Transfer the portion of the data that opens with the line containing "formatted as [248,376]." and closes with the last line of the data, both ends included and the requests kept. Add 3 to every number in the keypoint coordinates given as answers, leaving the requests and their format samples unchanged.
* begin Data provided *
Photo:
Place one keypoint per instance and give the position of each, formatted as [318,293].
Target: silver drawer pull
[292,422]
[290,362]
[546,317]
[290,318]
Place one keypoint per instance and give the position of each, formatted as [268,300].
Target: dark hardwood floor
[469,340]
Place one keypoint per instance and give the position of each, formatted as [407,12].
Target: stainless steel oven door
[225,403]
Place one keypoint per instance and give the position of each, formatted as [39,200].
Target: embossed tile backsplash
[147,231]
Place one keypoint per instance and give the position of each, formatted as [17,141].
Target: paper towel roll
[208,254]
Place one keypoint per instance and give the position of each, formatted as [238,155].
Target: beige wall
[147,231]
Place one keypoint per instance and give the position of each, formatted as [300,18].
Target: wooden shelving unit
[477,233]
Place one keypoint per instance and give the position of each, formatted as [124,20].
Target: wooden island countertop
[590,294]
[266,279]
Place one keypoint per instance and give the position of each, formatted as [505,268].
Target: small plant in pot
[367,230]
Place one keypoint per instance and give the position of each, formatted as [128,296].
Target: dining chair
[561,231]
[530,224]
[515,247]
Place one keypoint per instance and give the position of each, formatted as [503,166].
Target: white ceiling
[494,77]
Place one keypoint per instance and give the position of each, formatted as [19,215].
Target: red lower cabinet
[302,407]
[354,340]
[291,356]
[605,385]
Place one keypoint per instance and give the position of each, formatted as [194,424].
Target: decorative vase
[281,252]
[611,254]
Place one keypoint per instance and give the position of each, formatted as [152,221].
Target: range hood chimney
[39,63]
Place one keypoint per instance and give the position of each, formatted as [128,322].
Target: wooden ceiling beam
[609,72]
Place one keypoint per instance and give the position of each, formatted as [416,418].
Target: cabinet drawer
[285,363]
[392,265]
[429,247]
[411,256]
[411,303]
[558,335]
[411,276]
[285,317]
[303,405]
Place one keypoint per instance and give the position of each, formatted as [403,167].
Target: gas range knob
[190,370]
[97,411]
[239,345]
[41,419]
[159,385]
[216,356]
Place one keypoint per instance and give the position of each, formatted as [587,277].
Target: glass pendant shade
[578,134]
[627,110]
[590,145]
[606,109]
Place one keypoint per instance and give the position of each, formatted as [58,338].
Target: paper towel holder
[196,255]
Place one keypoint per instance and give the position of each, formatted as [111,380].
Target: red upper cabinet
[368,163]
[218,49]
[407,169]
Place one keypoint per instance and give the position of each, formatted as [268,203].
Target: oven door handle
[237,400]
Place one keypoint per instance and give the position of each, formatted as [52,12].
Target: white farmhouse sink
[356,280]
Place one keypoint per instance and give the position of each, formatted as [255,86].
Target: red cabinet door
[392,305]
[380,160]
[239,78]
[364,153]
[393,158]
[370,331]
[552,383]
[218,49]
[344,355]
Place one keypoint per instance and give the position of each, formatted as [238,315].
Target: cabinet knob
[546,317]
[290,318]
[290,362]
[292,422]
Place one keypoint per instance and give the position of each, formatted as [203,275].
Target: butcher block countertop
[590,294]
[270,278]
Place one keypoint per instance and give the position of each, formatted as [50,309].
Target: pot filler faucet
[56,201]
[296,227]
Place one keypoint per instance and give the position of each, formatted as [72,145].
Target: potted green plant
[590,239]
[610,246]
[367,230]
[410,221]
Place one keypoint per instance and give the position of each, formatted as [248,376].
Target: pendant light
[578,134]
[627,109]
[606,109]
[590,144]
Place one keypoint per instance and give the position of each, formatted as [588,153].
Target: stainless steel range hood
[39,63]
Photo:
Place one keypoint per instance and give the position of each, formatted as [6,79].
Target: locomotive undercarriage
* end Data provided *
◆ **Response to the exercise**
Place one keypoint per instance and give the position of each, formatted as [248,376].
Target: pendant light
[581,137]
[630,112]
[609,112]
[593,147]
Place one keypoint per instance and give the position of each, formatted as [588,153].
Target: stainless steel range hood
[42,66]
Photo:
Place one keypoint per instance and give the position of each, formatted as [6,79].
Target: locomotive undercarriage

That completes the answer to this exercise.